Instructions to follow =
Rewrite the entries from the line with "the woman's left" up to and including the last line of the entries, keeping the requests as they are. Multiply every coordinate in the answers by 0.4 and round to whole numbers, with halves rounded up.

Information provided =
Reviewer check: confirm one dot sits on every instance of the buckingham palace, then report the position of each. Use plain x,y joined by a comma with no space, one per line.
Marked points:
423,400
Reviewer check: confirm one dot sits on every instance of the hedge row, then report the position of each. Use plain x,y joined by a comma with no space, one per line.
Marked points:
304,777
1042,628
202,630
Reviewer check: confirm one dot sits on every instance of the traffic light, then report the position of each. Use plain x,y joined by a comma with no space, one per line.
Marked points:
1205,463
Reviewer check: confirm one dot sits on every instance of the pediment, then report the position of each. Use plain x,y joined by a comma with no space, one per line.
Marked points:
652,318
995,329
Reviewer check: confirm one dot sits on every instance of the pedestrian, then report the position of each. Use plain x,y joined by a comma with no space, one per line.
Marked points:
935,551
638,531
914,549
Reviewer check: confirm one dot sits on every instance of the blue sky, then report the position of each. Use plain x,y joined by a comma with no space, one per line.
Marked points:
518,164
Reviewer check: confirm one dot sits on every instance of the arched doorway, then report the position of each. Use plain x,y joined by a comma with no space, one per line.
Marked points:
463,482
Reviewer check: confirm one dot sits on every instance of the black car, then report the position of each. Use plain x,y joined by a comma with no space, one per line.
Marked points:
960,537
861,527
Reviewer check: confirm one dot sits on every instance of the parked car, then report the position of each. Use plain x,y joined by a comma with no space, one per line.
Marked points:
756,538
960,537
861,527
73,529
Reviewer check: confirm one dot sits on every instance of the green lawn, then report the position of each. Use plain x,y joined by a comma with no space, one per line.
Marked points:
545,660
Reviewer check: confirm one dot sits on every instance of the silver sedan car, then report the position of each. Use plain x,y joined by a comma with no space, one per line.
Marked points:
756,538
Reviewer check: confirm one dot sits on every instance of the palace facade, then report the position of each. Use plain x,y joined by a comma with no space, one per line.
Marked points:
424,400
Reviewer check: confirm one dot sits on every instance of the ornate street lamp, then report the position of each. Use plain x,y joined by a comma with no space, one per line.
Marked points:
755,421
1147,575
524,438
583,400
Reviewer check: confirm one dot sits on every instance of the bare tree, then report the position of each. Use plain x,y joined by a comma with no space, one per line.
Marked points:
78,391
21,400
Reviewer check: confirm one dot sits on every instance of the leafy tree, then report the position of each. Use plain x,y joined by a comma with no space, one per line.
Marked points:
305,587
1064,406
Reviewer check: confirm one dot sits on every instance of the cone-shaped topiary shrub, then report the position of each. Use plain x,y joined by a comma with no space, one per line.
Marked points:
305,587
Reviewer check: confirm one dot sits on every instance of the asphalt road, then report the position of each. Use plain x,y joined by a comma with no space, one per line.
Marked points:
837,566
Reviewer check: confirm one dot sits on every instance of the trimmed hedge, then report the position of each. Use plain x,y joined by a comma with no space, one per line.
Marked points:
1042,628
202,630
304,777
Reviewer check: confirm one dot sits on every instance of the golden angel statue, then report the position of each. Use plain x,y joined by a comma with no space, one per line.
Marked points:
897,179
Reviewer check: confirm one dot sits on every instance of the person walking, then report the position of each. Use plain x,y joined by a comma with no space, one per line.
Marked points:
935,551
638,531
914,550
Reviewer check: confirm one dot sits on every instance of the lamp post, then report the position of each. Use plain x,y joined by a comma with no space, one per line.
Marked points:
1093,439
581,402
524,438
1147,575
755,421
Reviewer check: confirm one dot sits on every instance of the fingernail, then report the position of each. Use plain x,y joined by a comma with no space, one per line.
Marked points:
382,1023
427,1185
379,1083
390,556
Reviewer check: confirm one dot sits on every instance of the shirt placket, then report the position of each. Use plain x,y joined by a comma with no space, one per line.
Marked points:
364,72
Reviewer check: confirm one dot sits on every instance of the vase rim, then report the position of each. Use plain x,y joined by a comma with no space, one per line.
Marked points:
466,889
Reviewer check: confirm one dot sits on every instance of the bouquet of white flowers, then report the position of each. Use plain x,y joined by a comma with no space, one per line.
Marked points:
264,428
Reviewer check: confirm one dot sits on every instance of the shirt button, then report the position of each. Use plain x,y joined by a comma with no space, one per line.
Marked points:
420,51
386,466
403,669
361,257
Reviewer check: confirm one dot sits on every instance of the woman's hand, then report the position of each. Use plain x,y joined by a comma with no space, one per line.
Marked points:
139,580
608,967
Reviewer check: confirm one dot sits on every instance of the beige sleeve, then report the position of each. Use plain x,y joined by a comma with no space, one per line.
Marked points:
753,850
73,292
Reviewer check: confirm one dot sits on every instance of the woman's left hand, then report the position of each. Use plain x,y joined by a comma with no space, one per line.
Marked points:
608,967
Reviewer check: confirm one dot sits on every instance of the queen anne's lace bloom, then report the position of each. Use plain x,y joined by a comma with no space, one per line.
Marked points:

Result below =
Reviewer check: confirm one dot sits on every instance of the woman's left hand, then report the position of each. Use plain x,y joined by a comma with no space, one per line.
Marked points:
243,387
Reviewer check: confirm one dot sits on every instance of the queen anne's lace bloom, then report the position of each. Use plain x,y joined by a comma with no space, one per line.
Marked points:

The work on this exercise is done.